PROBLEM
Count the lines in the entries below that contain the word "tree". Reply with that number alone.

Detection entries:
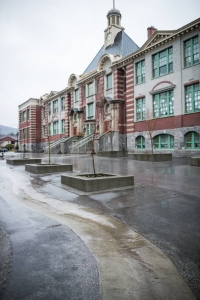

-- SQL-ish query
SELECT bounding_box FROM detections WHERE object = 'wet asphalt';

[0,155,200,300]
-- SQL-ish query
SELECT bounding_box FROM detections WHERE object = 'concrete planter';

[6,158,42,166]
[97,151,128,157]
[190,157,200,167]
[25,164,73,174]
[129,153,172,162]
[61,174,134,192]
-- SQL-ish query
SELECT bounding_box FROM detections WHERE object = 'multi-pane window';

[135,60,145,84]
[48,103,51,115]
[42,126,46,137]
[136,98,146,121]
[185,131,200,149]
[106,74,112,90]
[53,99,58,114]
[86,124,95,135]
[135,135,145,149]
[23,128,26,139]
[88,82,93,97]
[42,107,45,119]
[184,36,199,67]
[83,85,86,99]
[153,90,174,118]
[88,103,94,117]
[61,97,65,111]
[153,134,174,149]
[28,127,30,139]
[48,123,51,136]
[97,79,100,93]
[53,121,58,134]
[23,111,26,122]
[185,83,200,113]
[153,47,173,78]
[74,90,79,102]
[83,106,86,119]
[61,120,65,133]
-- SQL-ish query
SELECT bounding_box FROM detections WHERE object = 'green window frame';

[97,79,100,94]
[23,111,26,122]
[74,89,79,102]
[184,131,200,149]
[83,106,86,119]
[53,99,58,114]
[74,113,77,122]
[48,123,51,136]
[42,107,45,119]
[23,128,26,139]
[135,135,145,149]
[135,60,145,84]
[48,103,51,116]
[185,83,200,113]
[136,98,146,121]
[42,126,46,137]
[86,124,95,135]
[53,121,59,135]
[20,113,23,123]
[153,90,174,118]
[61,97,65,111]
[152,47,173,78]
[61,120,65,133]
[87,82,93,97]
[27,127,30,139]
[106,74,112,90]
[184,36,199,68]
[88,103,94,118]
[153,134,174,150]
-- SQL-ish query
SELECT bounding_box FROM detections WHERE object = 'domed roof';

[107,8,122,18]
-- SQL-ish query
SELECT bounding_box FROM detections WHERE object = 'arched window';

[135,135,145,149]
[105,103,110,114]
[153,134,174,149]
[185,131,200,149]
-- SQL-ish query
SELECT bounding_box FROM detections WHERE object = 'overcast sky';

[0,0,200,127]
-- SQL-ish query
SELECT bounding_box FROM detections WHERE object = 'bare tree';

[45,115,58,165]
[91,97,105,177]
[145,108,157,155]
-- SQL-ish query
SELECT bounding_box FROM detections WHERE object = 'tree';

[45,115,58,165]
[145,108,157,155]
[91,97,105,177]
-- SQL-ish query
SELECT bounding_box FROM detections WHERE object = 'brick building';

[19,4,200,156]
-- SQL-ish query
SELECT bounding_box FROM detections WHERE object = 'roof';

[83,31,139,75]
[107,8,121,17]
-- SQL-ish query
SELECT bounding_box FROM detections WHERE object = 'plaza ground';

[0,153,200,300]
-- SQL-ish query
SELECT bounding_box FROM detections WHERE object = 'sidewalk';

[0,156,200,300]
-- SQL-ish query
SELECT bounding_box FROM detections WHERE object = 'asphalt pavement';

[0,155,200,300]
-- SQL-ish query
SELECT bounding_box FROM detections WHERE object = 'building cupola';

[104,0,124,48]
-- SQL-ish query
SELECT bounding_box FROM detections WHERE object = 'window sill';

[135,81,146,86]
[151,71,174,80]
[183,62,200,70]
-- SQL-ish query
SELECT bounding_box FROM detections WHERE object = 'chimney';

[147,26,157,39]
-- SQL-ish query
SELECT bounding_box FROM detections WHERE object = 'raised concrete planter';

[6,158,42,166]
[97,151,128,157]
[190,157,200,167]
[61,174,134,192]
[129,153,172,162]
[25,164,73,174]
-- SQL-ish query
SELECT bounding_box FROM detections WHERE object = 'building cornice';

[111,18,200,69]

--

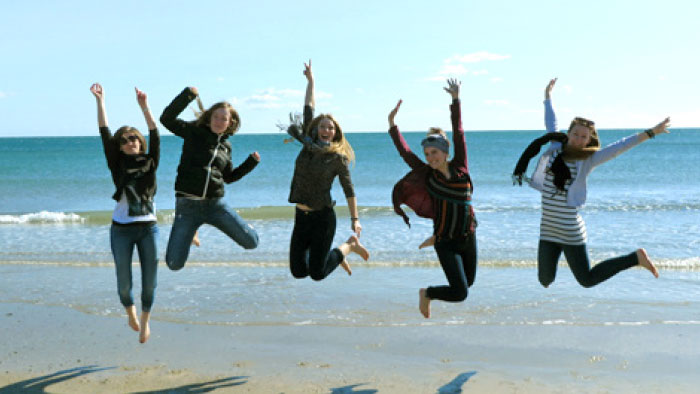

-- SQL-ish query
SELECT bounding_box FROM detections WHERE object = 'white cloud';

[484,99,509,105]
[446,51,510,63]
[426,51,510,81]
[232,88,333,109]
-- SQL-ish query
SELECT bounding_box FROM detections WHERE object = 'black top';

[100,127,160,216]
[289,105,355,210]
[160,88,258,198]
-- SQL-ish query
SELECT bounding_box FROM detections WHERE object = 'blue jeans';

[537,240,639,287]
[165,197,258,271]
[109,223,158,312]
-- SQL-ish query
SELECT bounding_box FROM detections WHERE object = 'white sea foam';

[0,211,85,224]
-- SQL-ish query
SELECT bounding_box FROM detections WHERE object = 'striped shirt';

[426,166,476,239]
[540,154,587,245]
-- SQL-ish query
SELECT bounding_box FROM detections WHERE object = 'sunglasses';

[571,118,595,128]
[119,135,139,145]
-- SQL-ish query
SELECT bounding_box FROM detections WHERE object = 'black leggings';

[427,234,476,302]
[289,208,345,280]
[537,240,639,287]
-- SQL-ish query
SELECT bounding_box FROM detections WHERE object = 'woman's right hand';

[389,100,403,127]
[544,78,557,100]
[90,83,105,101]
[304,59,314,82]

TASK RESPONSE
2